Stated problem → Convert the records below into a Markdown table with a Row column numbering each line and a Line column holding it. Skip blank lines and leave the pictures out.

Supplied entries →
------------------------------------------------------------

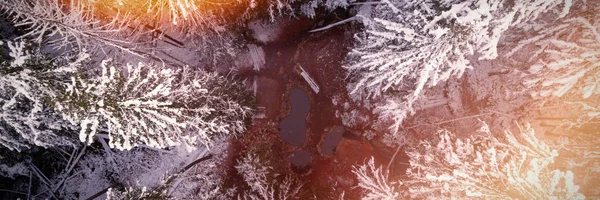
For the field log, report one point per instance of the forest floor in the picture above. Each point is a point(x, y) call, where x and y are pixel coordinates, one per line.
point(321, 55)
point(492, 93)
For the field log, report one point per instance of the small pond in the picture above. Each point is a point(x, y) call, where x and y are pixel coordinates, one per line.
point(331, 140)
point(293, 127)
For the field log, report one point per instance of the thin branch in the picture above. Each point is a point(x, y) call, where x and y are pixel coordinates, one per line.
point(333, 25)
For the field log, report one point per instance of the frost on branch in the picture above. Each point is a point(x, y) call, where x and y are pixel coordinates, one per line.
point(262, 180)
point(485, 167)
point(568, 59)
point(375, 181)
point(410, 46)
point(27, 80)
point(155, 106)
point(66, 25)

------------------------------------------------------------

Answer to this problem →
| Row | Line |
|---|---|
| 1 | For the field log, report one point per instance of the forest floor in the picture above. Each point is a point(x, y) call, where x and y are pixel coordinates, one per line. |
| 2 | point(321, 55) |
| 3 | point(492, 93) |
| 4 | For the field log, report one point per instance of the small pond in the picture above. Each point is a point(x, y) call, where x and y are pixel coordinates, one per line. |
| 5 | point(331, 140) |
| 6 | point(293, 127) |
| 7 | For the field log, report one point per instance of the thin branch in the picture above. Each point is a point(x, y) call, where x and y are pixel coordinates, one per line. |
| 8 | point(333, 25) |
| 9 | For the field log, report one point per instance of the frost on branch in the picture above. Each point is a point(x, y) call, where x and y are pixel coordinates, one per line. |
| 10 | point(262, 180) |
| 11 | point(485, 167) |
| 12 | point(568, 59) |
| 13 | point(375, 181) |
| 14 | point(410, 46) |
| 15 | point(27, 80) |
| 16 | point(155, 106) |
| 17 | point(66, 25) |